◆ **PAGE EXCERPT**
In [1]:
import numpy as np
import pandas as pd

In [2]:
song_df=pd.read_csv('spotify_millsongdata.csv')
song_df.head()

Unnamed: 0,artist,song,link,text
0,ABBA,Ahe's My Kind Of Girl,/a/abba/ahes+my+kind+of+girl_20598417.html,"Look at her face, it's a wonderful face \r\nA..."
1,ABBA,"Andante, Andante",/a/abba/andante+andante_20002708.html,"Take it easy with me, please \r\nTouch me gen..."
2,ABBA,As Good As New,/a/abba/as+good+as+new_20003033.html,I'll never know why I had to go \r\nWhy I had...
3,ABBA,Bang,/a/abba/bang_20598415.html,Making somebody happy is a question of give an...
4,ABBA,Bang-A-Boomerang,/a/abba/bang+a+boomerang_20002668.html,Making somebody happy is a question of give an...


In [3]:
song_df.shape

(57650, 4)

In [4]:
song_df.isnull().sum()

artist    0
song      0
link      0
text      0
dtype: int64

In [5]:
song_df=song_df.sample(5000).drop('link', axis=1).reset_index(drop=True)

In [6]:
song_df.head()

Unnamed: 0,artist,song,text
0,Our Lady Peace,Sleeping In,"Souls, although where we meet. This \r\nHose ..."
1,Norah Jones,Little Room,"You and me, and \r\nMe and you \r\nIn my lit..."
2,The White Stripes,Wasting My Time,And if I'm wasting my time \r\nThen nothing c...
3,George Strait,If The Whole World Was A Honky Tonk,"If the whole world was a honky-tonk, \r\nAnd ..."
4,King Diamond,So Sad,"I am sitting in the Dark, I'm with my Love \r..."

◆ **AIM OF THE EXERCISE**
Copy out the full song-data notebook excerpt above, character for character.

Pointing records:
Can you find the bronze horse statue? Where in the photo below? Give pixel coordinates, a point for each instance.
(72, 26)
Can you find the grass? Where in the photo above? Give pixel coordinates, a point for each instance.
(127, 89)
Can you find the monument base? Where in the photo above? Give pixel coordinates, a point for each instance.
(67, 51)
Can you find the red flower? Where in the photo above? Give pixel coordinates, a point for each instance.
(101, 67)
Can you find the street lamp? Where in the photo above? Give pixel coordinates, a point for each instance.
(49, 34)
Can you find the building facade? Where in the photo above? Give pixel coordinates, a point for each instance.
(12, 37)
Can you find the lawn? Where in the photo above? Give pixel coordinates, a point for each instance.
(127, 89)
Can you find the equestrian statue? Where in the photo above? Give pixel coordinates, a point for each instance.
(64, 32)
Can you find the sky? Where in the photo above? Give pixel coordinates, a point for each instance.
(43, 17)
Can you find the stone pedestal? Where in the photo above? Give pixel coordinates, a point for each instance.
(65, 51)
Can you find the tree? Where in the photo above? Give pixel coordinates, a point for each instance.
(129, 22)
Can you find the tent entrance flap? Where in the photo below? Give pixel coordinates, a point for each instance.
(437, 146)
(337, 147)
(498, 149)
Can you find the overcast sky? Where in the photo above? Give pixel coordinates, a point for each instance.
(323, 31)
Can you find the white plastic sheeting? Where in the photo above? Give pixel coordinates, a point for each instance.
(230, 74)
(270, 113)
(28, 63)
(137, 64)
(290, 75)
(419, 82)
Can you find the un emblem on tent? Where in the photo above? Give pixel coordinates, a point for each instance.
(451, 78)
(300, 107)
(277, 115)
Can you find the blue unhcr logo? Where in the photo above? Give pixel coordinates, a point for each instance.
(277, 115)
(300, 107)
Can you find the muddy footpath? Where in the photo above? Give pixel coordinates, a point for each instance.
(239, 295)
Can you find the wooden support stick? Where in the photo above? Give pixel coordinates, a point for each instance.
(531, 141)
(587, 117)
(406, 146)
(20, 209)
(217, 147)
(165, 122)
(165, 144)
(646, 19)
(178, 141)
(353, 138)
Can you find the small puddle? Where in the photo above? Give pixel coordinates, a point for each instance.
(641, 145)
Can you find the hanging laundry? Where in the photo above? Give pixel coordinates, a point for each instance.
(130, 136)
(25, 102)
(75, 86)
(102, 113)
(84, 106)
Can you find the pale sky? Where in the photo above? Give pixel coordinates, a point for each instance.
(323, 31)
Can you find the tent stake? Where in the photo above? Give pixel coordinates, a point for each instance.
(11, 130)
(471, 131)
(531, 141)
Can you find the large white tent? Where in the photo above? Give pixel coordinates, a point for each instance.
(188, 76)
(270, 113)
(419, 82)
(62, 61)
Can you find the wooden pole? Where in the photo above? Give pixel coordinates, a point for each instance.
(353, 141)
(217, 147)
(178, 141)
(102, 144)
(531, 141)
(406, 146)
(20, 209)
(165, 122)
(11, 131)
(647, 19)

◆ **ANSWER**
In [1]:
import numpy as np
import pandas as pd

In [2]:
song_df=pd.read_csv('spotify_millsongdata.csv')
song_df.head()

Unnamed: 0,artist,song,link,text
0,ABBA,Ahe's My Kind Of Girl,/a/abba/ahes+my+kind+of+girl_20598417.html,"Look at her face, it's a wonderful face \r\nA..."
1,ABBA,"Andante, Andante",/a/abba/andante+andante_20002708.html,"Take it easy with me, please \r\nTouch me gen..."
2,ABBA,As Good As New,/a/abba/as+good+as+new_20003033.html,I'll never know why I had to go \r\nWhy I had...
3,ABBA,Bang,/a/abba/bang_20598415.html,Making somebody happy is a question of give an...
4,ABBA,Bang-A-Boomerang,/a/abba/bang+a+boomerang_20002668.html,Making somebody happy is a question of give an...


In [3]:
song_df.shape

(57650, 4)

In [4]:
song_df.isnull().sum()

artist    0
song      0
link      0
text      0
dtype: int64

In [5]:
song_df=song_df.sample(5000).drop('link', axis=1).reset_index(drop=True)

In [6]:
song_df.head()

Unnamed: 0,artist,song,text
0,Our Lady Peace,Sleeping In,"Souls, although where we meet. This \r\nHose ..."
1,Norah Jones,Little Room,"You and me, and \r\nMe and you \r\nIn my lit..."
2,The White Stripes,Wasting My Time,And if I'm wasting my time \r\nThen nothing c...
3,George Strait,If The Whole World Was A Honky Tonk,"If the whole world was a honky-tonk, \r\nAnd ..."
4,King Diamond,So Sad,"I am sitting in the Dark, I'm with my Love \r..."